§ **Available data**:
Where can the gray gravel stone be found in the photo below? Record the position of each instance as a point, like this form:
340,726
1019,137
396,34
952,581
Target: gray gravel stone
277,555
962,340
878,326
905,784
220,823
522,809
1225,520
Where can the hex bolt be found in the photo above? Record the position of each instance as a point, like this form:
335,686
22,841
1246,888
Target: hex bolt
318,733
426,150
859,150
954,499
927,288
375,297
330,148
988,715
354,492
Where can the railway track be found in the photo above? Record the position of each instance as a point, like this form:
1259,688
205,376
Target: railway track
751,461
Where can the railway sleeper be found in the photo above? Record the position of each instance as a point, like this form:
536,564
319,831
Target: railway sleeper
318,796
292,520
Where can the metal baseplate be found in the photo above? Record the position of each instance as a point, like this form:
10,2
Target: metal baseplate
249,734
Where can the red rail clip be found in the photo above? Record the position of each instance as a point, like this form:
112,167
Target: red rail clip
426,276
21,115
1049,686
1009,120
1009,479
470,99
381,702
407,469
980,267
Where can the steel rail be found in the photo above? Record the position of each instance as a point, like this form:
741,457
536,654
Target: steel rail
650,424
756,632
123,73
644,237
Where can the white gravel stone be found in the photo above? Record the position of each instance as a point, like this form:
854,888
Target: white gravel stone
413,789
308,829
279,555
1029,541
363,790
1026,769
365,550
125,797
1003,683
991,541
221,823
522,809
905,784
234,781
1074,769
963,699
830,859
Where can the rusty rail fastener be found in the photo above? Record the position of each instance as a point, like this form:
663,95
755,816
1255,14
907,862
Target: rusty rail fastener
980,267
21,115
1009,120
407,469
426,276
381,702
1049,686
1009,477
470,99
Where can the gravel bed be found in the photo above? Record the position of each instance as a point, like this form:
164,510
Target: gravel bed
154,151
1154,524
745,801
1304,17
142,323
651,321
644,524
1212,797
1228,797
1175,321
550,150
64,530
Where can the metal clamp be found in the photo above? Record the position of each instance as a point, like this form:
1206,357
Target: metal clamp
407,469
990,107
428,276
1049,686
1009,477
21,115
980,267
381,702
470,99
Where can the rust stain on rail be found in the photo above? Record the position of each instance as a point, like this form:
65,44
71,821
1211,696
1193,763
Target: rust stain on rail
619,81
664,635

§ **Assignment**:
The reply must consist solely of the lines from the one containing "Where can the rusty" through the last line in the material above, reproduced exactly.

§ **Worked solution**:
Where can the rusty rail fastener be found in the photo above? Record the position of each instance as a point, like this form:
663,95
755,816
1255,14
907,862
Target: rusty rail fastener
980,267
21,115
1009,120
407,469
426,276
381,702
1049,686
1009,477
470,99
Where can the gravel bed be found in the photo above? Record the position of each instance as a point, like this form:
164,510
Target: gravel bed
154,151
1154,524
745,801
1304,17
142,323
651,321
644,524
1212,797
1228,797
1175,321
550,150
64,530
Where can the metal clamp be found in the photo above? Record the position of each instance as a point, like this form:
1206,357
Target: metal clamp
407,469
990,107
428,276
1049,686
1009,477
21,115
980,267
381,702
470,99
Where can the rust stain on rail be found in the photo above? Record the position of each instance as a point, like this form:
65,44
71,821
1211,696
1193,763
Target: rust stain on rail
619,81
664,635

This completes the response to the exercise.